#### Görev a:
Aşağıdaki satırlar içinde "panda" kelimesini barındıranları say ve yalnızca bu sayıyı yaz.

#### Gösterilen metin:
.....

Devlet, toprak bütünlüğüne bağlı olarak siyasal bakımdan örgütlenmiş millet veya milletler topluluğunun oluşturduğu tüzel kişiliği olan bir yapıdır.
Devlet, Anayasa ve Anayasaya uygun yapılan yasalarla yönetilir.
Anayasa, bir devletin temel kurumlarının nasıl işleyeceğini belirleyen, bazı ülkelerde yazılı, bazılarında ise yazısız genel kabul görmüş kurallar bütünüdür.
Yasalar, devletin temel yasası olan Anayasaya aykırı olamayacağı gibi, iktidarlar ve ülkede yaşayan tüm yurttaşlar anayasal kurallara uymak zorundadırlar.
Bu kısa açıklamadan sonra başlığı oluşturan konunun anlaşılabilmesi için Anayasadaki tarifi ve özgürlük alanının ne olduğuna bakmak gerekir.
Anayasanın “Din ve Vicdan Hürriyeti” başlığı altındaki 24. maddesi şöyledir.
“Madde 24 - Herkes, vicdan, dini inanç ve kanaat hürriyetine sahiptir.
14 üncü madde hükümlerine aykırı olmamak şartıyla ibadet, dini ayin ve törenler serbesttir.
Kimse, ibadete, dini ayin ve törenlere katılmaya, dini inanç ve kanaatlerini açıklamaya zorlanamaz; dini inanç ve kanaatlerinden dolayı kınanamaz ve suçlanamaz.”

.....

#### Girdi malzemesi:

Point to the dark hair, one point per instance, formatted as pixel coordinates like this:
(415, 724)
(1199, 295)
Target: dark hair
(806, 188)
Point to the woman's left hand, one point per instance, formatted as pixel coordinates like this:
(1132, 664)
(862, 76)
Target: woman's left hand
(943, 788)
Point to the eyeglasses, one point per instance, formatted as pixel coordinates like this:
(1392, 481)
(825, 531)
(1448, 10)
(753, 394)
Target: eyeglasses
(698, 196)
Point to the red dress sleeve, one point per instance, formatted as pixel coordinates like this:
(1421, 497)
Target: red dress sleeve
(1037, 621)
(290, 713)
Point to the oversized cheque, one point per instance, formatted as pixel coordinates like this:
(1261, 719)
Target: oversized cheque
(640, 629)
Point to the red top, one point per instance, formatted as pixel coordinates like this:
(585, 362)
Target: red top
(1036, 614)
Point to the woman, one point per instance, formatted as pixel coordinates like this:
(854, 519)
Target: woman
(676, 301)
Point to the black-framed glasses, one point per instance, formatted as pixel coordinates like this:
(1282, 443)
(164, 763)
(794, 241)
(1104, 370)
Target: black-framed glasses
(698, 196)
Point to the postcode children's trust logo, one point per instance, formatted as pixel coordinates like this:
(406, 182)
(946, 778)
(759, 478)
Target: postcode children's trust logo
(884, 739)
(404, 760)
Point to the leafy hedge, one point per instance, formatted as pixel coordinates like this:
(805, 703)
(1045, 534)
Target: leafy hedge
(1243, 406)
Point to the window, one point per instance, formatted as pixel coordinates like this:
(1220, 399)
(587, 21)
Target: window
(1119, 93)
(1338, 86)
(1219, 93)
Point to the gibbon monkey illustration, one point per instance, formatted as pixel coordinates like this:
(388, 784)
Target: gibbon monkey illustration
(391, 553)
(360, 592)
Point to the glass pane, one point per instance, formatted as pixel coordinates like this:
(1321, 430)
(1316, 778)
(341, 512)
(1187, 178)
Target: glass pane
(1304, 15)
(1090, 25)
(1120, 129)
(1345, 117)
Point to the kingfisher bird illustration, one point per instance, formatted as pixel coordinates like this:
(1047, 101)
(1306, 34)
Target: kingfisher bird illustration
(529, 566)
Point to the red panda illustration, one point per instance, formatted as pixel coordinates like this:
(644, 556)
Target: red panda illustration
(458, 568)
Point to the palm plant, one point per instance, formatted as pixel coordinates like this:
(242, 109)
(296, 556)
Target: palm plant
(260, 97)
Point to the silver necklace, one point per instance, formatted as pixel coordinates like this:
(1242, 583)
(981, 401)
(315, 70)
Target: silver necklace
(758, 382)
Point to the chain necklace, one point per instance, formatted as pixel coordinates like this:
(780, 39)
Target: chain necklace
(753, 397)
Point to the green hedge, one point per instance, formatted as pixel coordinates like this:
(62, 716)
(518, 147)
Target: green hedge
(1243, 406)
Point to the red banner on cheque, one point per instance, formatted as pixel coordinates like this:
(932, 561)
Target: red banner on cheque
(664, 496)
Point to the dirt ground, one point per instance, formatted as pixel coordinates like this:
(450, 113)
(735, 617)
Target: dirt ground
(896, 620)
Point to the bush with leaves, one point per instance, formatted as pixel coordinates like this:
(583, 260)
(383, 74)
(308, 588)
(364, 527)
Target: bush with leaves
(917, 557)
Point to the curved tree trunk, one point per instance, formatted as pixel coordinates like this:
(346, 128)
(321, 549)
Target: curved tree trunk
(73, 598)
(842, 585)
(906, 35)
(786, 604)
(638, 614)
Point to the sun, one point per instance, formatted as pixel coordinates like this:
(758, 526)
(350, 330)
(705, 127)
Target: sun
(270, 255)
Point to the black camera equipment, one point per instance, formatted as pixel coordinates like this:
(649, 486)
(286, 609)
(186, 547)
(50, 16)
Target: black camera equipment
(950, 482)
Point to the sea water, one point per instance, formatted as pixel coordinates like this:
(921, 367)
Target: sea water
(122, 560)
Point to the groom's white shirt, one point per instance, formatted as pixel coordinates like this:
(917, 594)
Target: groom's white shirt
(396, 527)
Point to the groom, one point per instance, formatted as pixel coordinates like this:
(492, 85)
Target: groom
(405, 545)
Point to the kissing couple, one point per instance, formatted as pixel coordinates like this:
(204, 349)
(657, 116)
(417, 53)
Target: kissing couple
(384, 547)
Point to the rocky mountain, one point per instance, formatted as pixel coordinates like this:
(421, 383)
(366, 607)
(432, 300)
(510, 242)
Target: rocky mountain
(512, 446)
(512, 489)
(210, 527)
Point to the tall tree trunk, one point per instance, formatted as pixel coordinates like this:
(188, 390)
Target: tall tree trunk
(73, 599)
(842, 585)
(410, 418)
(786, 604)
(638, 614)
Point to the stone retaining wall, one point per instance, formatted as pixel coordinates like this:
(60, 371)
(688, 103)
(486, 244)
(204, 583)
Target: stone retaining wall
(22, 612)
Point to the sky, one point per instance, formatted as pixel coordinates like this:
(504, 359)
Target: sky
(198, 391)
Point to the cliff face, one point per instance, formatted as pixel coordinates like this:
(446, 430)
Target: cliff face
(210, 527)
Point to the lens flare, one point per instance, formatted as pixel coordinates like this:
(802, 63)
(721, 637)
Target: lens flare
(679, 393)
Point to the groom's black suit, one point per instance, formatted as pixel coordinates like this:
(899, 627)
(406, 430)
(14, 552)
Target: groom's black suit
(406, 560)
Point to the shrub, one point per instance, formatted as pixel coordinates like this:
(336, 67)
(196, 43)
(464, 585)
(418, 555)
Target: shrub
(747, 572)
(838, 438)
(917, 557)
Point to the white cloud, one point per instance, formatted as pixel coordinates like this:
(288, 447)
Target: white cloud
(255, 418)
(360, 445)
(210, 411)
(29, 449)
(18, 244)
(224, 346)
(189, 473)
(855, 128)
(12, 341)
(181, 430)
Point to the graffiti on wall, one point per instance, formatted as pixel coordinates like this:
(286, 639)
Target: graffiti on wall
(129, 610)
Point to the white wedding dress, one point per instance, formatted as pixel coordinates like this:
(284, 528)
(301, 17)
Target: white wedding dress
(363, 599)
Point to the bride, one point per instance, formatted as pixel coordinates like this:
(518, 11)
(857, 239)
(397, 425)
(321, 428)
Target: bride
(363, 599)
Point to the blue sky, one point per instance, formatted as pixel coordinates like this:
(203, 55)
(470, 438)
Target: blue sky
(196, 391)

.....

#### Görev b:
Yukarıdaki devlet ve anayasa metninden "Anayasa, bir devletin" sözlerinden başlayarak "olduğuna bakmak gerekir." sözlerine kadar her şeyi hiçbir değişiklik yapmadan yeniden yaz.

#### Tam çözüm a:
2

#### Tam çözüm b:
Anayasa, bir devletin temel kurumlarının nasıl işleyeceğini belirleyen, bazı ülkelerde yazılı, bazılarında ise yazısız genel kabul görmüş kurallar bütünüdür.
Yasalar, devletin temel yasası olan Anayasaya aykırı olamayacağı gibi, iktidarlar ve ülkede yaşayan tüm yurttaşlar anayasal kurallara uymak zorundadırlar.
Bu kısa açıklamadan sonra başlığı oluşturan konunun anlaşılabilmesi için Anayasadaki tarifi ve özgürlük alanının ne olduğuna bakmak gerekir.